* **Image-grounded pointing data**:
◇ ◇ ◇ ◇

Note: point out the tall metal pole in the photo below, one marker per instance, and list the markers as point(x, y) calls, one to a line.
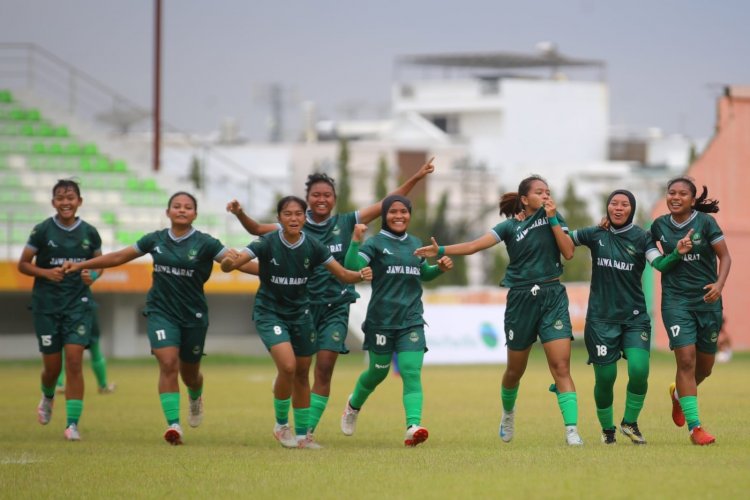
point(157, 86)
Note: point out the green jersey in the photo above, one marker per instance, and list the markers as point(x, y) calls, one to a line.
point(53, 244)
point(618, 257)
point(682, 286)
point(396, 301)
point(335, 233)
point(285, 270)
point(181, 267)
point(532, 248)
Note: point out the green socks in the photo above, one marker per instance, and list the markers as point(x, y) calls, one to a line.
point(318, 405)
point(281, 410)
point(301, 420)
point(73, 408)
point(508, 397)
point(568, 403)
point(170, 405)
point(410, 367)
point(690, 409)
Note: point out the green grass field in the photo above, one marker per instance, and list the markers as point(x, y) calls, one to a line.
point(233, 453)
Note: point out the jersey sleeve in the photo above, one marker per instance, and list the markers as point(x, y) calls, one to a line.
point(715, 234)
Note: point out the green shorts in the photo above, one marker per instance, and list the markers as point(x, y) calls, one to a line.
point(275, 330)
point(54, 330)
point(606, 342)
point(332, 324)
point(533, 311)
point(165, 332)
point(401, 340)
point(699, 328)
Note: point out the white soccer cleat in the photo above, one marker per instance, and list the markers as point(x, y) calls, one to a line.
point(44, 410)
point(349, 419)
point(285, 436)
point(308, 442)
point(195, 414)
point(415, 435)
point(507, 423)
point(71, 433)
point(572, 437)
point(108, 389)
point(173, 434)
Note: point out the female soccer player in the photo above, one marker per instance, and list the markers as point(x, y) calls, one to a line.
point(537, 303)
point(691, 294)
point(62, 305)
point(394, 321)
point(287, 260)
point(616, 319)
point(176, 309)
point(330, 299)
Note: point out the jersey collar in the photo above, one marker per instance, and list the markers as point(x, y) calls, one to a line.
point(66, 228)
point(680, 225)
point(181, 238)
point(392, 236)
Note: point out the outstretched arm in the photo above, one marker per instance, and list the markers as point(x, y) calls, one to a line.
point(487, 240)
point(112, 259)
point(251, 225)
point(368, 214)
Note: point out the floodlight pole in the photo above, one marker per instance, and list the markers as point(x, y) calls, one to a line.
point(156, 160)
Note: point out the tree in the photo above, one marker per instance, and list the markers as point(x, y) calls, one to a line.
point(381, 181)
point(576, 216)
point(344, 202)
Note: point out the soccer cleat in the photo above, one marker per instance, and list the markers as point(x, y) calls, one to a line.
point(349, 419)
point(44, 410)
point(507, 425)
point(71, 433)
point(631, 430)
point(700, 437)
point(285, 436)
point(415, 435)
point(308, 442)
point(108, 389)
point(609, 436)
point(173, 434)
point(677, 416)
point(572, 437)
point(195, 413)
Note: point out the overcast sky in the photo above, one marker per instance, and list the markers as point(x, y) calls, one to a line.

◇ ◇ ◇ ◇

* **Activity**: The copy must match each record exactly, apart from the images, which stay out.

* **Answer to the exercise**:
Note: point out the tall metal pole in the photo below, one marker per instance, and list the markers as point(x, y) calls, one to a line.
point(157, 86)
Note: point out the green jersey in the photo above, one marker per instance, and list the markers as point(x, y) calls, one to a line.
point(53, 244)
point(618, 257)
point(682, 286)
point(396, 301)
point(335, 233)
point(285, 270)
point(181, 267)
point(532, 248)
Note: point out the green socks in the photo above, one marker per instance, and list the markers as point(x, y) calls, one to a line.
point(318, 405)
point(281, 410)
point(301, 420)
point(73, 408)
point(508, 397)
point(568, 403)
point(170, 405)
point(410, 367)
point(690, 409)
Note: point out the green grass field in the photo above, one marker per instance, and list the markers as point(x, y) calls, one to a line.
point(233, 453)
Note: point out the jersey sleeve in the photo above, one marker per instance, and list the markers as point(x, y) calls, one to a line.
point(715, 234)
Note: point out the green shorts in the photo above, one marker per instance, and list the markers as point(x, y) calls, one to a line.
point(275, 330)
point(54, 330)
point(606, 342)
point(332, 324)
point(533, 311)
point(165, 332)
point(401, 340)
point(699, 328)
Note: point out the white soccer cleat in the photo above, one marker per instance, and list the markers as point(x, y) calls, one to a line.
point(44, 410)
point(349, 419)
point(285, 436)
point(308, 442)
point(195, 414)
point(415, 435)
point(507, 423)
point(71, 433)
point(572, 437)
point(108, 389)
point(173, 434)
Note: point out the female soccer player in the photo above, one marker per instance, and list the markers as point(x, y) calls, one to a line.
point(537, 303)
point(691, 294)
point(62, 305)
point(394, 321)
point(287, 260)
point(616, 319)
point(176, 309)
point(330, 299)
Note: point out the jersey collar in the photo above, one marker per instance, and list the markers as point(x, y) calls, one to a line.
point(66, 228)
point(680, 225)
point(181, 238)
point(392, 236)
Note: point out the outstretched arm in the photo above, one marker per instance, and list the markers as point(x, y) calls, one to a line.
point(487, 240)
point(112, 259)
point(251, 225)
point(368, 214)
Note: point out the floodlight pole in the photo above, one marker per instance, and list the markers as point(x, y) calls, one to a line.
point(156, 160)
Note: point out the tree in the photo above, one marker per instance, and list the markers as point(x, y) calls, one to a line.
point(381, 181)
point(576, 216)
point(344, 202)
Note: point out the soccer cleat in the photo above, one marker per instance, and list the markers as point(x, y) calls, one to a line.
point(349, 419)
point(44, 410)
point(507, 425)
point(71, 433)
point(631, 430)
point(700, 437)
point(285, 436)
point(415, 435)
point(308, 442)
point(108, 389)
point(609, 436)
point(173, 434)
point(677, 416)
point(572, 437)
point(195, 413)
Note: point out the overcast sky in the photo above, one marker per instance, and list the markers as point(x, y) calls, one to a line.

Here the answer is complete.